The problem:
Reproduce the lines in full, starting at the line that contains "Question. For each instance of the bare" and ending at the last line, and offset every coordinate in the answers by adding 137 to it.

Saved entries
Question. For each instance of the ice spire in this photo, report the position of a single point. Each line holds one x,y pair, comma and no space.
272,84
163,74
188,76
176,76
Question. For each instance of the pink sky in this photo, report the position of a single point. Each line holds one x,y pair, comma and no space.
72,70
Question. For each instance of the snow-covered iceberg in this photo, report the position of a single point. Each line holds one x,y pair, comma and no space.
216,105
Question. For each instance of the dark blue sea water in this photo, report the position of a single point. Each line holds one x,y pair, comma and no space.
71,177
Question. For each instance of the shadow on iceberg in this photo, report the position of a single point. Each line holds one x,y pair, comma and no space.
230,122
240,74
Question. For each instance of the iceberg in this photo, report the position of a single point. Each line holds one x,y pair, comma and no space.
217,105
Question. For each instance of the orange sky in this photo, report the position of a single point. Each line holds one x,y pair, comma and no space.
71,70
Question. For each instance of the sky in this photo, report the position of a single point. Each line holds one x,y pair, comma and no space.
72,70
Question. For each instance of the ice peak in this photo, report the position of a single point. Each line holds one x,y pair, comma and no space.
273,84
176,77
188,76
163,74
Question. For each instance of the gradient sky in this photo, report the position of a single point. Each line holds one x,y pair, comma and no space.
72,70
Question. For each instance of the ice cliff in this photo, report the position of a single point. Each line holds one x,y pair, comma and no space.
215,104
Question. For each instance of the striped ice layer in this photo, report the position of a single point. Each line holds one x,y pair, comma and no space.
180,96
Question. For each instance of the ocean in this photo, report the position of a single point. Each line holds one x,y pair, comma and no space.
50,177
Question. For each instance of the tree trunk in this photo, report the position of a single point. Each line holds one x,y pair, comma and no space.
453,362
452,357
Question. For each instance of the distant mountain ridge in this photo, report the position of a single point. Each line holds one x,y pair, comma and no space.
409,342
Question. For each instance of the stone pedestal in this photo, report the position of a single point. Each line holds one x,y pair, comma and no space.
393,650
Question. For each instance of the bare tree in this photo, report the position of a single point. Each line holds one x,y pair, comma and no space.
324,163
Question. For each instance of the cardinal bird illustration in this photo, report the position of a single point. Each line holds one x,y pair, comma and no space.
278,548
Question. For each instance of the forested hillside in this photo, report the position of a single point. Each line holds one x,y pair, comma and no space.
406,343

Written answer:
Question. For each instance of the bare tree in this photo, report the position of a single point. Each line holds one x,y pair, comma and no space.
461,300
Question. For each instance of the cardinal bird illustration in this photo, report the position of a single point. Each line holds one x,y pair, comma and no space.
415,685
Question. For each instance of the forested hillside in this photo, report the position of a single point. Each line holds one x,y pair, comma and no space.
543,480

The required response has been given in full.